DOCUMENT PASSAGE:
* * * *
In FIG. 5, the reference number “TH” indicates the horizontal synchronization period of the horizontal synchronization signal HSYNC (for example, including an enabling period (such as a low logic level) and a disabling period (such as a high logic level) of the horizontal synchronization signal HSYNC), the reference number “CLK” indicates the clock signal, the reference number “THDP” indicates horizontal display period of the horizontal synchronization signal HSYNC, the reference number “THFP” indicates that the horizontal front porch (HFP) of the horizontal synchronization signal HSYNC, and the reference number “THBP” indicates the horizontal back porch (HBP) of the horizontal synchronization signal.


In some embodiments, it is assumed that the resolution of the display device 110 is 900*600, wherein each of the horizontal line signals may include 900 pixels, the control module 150 may averagely assign 900 pixels to the register 141_1, the register 141_2 and the register 141_3, i.e., each of the register 141_1, the register 141_2 and the register 141_3 includes 300 pixels, as shown in FIG. 3. In addition, the 900 pixels included in the register 141_1, the register 141_2 and the register 141_3 correspond to, for example, the horizontal display period THDP of the horizontal synchronization signal HSYNC shown in FIG. 5.


In some embodiments, it is assumed that the resolution of the display device 110 is 2048*1024, wherein each of the horizontal line signals may include 2048 pixels, the control module 150 may averagely assign 2048 pixels to the register 141_1, the register 141_2, the register 141_3 and the register 141_4, i.e., each of the register 141_1, the register 141_2, the register 141_3 and the register 141_4 includes 512 pixels, as shown in 4. In addition, the 2048 pixels included in the register 141_1, the register 141_2, the register 141_3 and the register 141_4 correspond to, for example, the horizontal display period THDP of the horizontal synchronization signal HSYNC shown in FIG. 5.
* * * *
STORED DATA:
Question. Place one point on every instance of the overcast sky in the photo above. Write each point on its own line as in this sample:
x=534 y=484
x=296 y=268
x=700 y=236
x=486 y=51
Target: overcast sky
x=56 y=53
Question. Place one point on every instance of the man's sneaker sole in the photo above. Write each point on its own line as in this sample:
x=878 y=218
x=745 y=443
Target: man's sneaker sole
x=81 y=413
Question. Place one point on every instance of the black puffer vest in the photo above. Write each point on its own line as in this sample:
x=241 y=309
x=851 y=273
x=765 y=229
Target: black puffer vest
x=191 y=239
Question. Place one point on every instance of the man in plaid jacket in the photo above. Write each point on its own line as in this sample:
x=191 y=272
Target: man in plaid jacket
* * * *
PROBLEMS TO WORK ON:
1) Answer these from the patent excerpt, one line each:
(a) What does the reference number "THFP" indicate in FIG. 5?
(b) At a resolution of 900*600, how many pixels does each register include?
(c) At a resolution of 2048*1024, how many registers receive the pixels?
2) Duplicate the stretch of the patent excerpt from "In FIG. 5, the" through "horizontal synchronization signal.".
3) Rewrite the paragraph of the patent excerpt that begins "In some embodiments, it is assumed that the resolution of the display device 110 is 2048*1024" as a short list, keeping its main facts.

TASK RESULTS:
1)
(a) The horizontal front porch (HFP) of the horizontal synchronization signal HSYNC.
(b) 300 pixels.
(c) Four: register 141_1, register 141_2, register 141_3 and register 141_4.

2)
In FIG. 5, the reference number “TH” indicates the horizontal synchronization period of the horizontal synchronization signal HSYNC (for example, including an enabling period (such as a low logic level) and a disabling period (such as a high logic level) of the horizontal synchronization signal HSYNC), the reference number “CLK” indicates the clock signal, the reference number “THDP” indicates horizontal display period of the horizontal synchronization signal HSYNC, the reference number “THFP” indicates that the horizontal front porch (HFP) of the horizontal synchronization signal HSYNC, and the reference number “THBP” indicates the horizontal back porch (HBP) of the horizontal synchronization signal.

3)
- Display device 110 resolution: 2048*1024.
- Each horizontal line signal may include 2048 pixels.
- Control module 150 may assign the 2048 pixels evenly to registers 141_1, 141_2, 141_3 and 141_4, so each holds 512 pixels.
- These 2048 pixels correspond, for example, to the horizontal display period THDP of the horizontal synchronization signal HSYNC shown in FIG. 5.